*Data in this exercise:*

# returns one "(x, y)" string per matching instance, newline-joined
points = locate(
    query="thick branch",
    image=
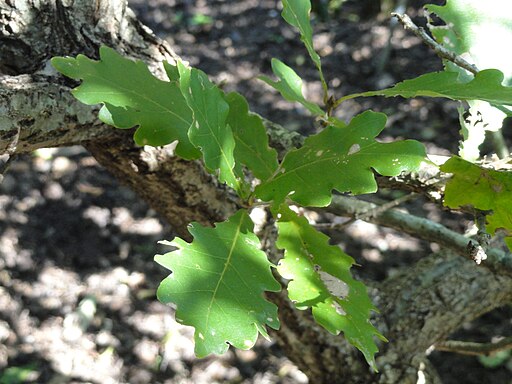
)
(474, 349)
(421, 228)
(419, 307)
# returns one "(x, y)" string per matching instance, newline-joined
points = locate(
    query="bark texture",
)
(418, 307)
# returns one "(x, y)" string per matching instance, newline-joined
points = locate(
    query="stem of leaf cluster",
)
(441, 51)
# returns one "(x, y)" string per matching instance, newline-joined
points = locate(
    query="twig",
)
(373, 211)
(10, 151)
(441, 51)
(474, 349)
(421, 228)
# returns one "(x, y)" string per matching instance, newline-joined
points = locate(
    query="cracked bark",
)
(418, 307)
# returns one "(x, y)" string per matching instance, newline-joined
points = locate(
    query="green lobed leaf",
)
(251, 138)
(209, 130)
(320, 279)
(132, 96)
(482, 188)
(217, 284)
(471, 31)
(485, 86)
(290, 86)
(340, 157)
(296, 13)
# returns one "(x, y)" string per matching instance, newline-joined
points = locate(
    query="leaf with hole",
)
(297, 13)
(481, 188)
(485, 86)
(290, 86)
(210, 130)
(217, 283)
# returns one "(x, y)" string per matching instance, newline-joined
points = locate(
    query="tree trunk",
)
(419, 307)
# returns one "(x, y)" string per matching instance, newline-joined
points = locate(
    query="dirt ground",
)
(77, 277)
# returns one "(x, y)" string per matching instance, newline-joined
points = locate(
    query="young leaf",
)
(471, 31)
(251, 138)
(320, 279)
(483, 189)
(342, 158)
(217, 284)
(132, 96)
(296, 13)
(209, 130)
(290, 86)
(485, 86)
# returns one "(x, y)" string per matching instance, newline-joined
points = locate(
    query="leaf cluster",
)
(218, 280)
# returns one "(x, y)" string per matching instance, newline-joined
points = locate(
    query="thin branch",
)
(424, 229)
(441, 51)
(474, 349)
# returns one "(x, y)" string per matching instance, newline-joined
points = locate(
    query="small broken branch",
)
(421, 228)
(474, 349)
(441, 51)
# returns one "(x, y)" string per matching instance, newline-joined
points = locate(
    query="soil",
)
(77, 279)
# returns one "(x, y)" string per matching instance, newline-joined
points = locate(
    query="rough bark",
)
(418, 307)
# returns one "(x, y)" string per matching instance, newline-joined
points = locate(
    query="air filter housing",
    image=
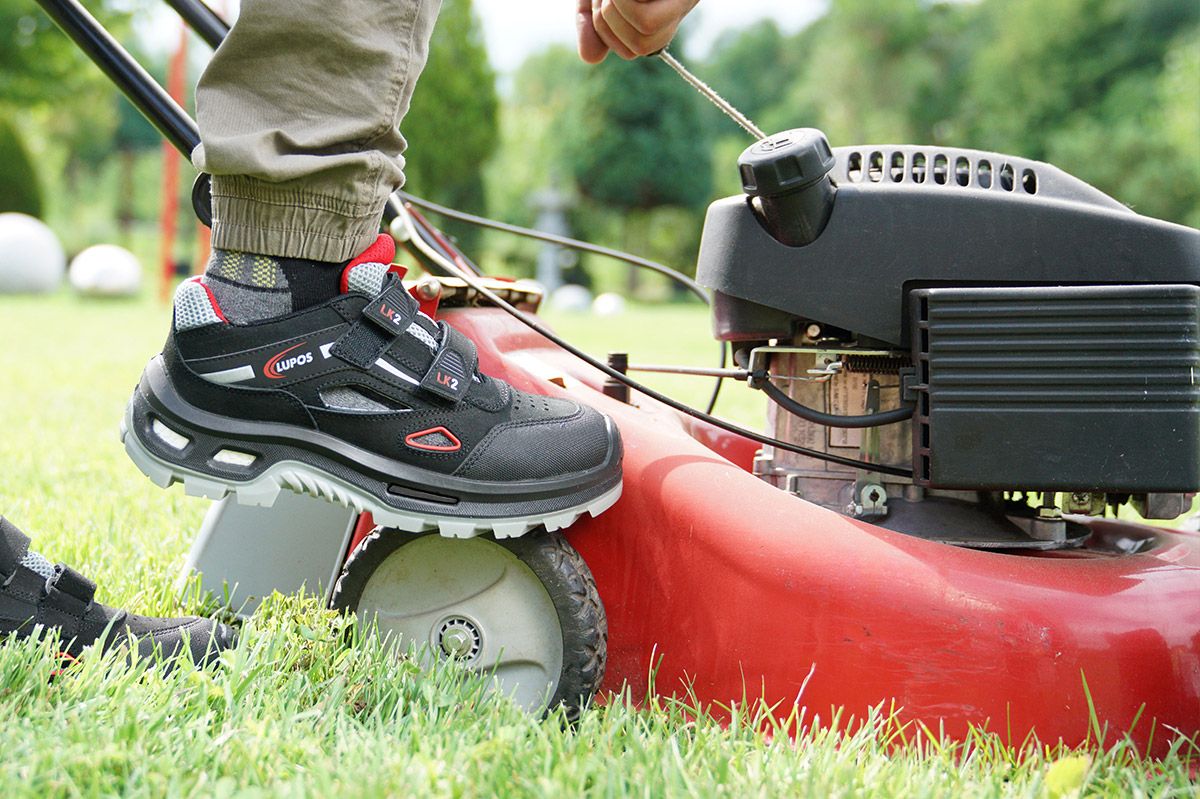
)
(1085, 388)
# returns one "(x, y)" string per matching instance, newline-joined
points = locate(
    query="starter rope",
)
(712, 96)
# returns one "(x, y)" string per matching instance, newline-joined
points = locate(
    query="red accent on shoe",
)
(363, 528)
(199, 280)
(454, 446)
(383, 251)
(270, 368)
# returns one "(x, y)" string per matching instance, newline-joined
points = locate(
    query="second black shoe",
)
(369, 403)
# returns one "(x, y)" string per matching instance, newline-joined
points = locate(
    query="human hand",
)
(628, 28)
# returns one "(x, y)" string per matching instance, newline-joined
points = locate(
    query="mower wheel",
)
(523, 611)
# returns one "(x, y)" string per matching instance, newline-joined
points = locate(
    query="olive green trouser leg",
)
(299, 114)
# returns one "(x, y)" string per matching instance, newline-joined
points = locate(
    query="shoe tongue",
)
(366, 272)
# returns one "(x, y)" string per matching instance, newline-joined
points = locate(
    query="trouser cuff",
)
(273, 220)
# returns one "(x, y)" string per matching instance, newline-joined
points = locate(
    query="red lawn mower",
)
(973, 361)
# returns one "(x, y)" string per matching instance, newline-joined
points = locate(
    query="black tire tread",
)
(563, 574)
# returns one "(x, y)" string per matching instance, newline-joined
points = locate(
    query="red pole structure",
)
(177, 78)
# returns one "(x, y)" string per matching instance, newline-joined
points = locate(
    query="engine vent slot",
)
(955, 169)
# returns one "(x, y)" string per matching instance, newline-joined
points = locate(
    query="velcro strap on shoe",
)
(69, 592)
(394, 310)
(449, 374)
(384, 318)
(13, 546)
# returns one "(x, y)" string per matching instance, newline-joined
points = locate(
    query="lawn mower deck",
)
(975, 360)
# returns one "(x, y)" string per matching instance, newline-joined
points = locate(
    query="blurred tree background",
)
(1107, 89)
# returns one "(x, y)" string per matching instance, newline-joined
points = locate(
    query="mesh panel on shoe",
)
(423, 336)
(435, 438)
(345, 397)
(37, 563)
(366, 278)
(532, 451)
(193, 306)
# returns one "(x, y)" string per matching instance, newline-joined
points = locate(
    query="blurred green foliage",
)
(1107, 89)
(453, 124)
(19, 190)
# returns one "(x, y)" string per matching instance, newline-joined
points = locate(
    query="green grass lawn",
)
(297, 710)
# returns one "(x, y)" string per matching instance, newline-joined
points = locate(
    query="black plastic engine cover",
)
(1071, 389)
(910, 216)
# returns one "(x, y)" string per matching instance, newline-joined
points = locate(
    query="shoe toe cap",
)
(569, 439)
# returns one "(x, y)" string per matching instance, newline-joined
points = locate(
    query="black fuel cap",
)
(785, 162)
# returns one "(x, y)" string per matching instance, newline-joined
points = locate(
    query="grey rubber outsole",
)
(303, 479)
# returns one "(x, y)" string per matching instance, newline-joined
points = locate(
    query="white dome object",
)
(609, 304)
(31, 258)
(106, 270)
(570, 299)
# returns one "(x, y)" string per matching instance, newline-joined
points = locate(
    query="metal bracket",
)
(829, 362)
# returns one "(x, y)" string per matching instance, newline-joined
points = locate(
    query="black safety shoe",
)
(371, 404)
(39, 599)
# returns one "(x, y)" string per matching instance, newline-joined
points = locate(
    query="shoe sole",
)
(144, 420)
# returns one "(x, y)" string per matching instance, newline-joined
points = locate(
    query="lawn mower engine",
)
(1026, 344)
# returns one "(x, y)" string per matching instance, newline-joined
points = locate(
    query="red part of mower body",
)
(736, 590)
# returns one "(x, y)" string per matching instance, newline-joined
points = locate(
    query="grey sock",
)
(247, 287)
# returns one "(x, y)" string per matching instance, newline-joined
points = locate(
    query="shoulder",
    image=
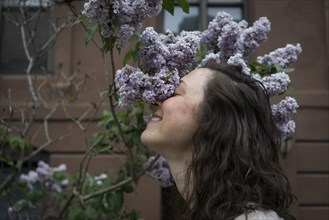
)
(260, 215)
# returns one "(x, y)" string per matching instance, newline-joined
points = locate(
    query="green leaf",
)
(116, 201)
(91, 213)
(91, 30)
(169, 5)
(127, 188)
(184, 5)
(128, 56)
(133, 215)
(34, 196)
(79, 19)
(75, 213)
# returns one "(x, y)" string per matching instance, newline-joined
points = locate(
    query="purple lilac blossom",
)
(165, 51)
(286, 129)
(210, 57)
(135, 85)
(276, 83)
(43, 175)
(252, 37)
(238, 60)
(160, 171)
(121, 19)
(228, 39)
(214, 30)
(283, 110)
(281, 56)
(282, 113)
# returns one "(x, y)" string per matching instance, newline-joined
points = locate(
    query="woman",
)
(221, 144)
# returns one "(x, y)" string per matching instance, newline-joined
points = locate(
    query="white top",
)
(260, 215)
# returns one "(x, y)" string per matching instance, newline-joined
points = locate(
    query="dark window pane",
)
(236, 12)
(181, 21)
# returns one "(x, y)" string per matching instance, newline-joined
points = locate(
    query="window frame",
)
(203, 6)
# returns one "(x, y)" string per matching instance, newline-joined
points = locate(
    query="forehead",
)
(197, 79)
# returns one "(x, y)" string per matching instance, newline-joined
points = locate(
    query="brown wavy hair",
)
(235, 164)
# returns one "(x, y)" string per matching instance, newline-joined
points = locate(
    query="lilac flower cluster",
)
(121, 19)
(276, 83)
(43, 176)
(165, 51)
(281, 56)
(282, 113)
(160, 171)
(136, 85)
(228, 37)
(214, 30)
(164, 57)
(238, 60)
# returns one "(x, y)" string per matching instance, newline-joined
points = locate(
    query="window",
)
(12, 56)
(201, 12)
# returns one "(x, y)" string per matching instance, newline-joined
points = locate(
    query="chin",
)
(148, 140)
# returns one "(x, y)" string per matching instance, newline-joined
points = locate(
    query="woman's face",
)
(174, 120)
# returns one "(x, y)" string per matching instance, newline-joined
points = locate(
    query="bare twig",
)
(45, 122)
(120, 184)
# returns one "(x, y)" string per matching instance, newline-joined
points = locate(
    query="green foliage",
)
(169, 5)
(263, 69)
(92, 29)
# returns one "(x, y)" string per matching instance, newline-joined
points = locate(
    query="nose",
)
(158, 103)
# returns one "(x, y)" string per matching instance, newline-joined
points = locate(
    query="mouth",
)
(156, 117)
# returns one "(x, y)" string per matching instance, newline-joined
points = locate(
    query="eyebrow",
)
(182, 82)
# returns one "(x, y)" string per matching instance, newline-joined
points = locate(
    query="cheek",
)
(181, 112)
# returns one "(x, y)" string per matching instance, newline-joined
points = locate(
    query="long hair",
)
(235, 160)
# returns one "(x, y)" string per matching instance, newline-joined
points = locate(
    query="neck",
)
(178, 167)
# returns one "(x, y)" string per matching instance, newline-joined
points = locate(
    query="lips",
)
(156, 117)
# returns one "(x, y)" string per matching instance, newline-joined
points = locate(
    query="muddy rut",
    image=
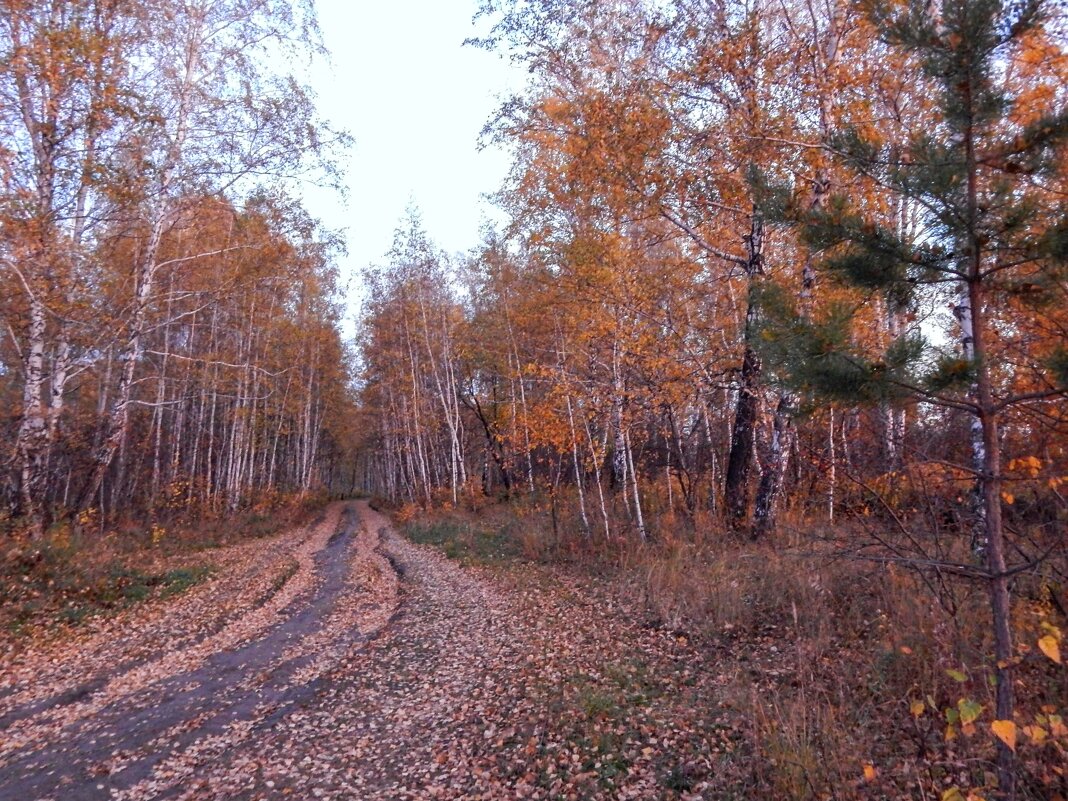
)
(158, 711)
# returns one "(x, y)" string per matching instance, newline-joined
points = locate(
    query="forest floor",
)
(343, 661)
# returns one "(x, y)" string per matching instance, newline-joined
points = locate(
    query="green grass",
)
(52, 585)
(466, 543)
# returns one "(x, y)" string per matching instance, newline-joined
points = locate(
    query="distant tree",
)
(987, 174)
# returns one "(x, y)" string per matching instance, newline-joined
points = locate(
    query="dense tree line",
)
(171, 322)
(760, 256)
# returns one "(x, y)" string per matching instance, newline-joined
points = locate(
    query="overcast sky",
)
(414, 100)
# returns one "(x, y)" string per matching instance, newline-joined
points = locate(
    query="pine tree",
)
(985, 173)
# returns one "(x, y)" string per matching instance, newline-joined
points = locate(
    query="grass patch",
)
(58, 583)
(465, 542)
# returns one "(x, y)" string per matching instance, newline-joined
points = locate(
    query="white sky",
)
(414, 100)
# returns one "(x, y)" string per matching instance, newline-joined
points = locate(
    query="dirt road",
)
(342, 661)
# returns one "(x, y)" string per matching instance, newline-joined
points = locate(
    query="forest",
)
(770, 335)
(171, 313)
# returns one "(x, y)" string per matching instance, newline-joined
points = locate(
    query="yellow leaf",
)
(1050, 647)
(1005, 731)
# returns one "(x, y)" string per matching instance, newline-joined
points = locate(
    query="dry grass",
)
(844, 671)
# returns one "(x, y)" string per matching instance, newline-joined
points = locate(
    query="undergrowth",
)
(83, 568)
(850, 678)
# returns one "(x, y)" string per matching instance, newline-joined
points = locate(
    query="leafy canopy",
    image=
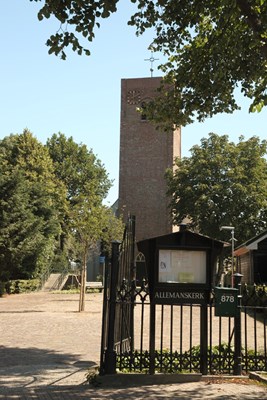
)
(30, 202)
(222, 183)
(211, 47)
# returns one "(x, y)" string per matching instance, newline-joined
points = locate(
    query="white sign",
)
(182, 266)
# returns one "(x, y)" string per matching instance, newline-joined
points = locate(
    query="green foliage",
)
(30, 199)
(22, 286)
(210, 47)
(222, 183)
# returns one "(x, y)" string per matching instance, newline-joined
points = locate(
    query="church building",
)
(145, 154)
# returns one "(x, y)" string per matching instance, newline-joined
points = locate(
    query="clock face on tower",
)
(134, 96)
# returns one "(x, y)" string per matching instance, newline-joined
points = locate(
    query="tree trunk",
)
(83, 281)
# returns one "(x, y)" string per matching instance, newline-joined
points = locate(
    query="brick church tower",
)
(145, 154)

*Problem to solve:* Pick out every line of the rows above that contains the string "tower", and copy each such line in full.

*Solution to this task:*
    query="clock face on tower",
    query="brick church tower",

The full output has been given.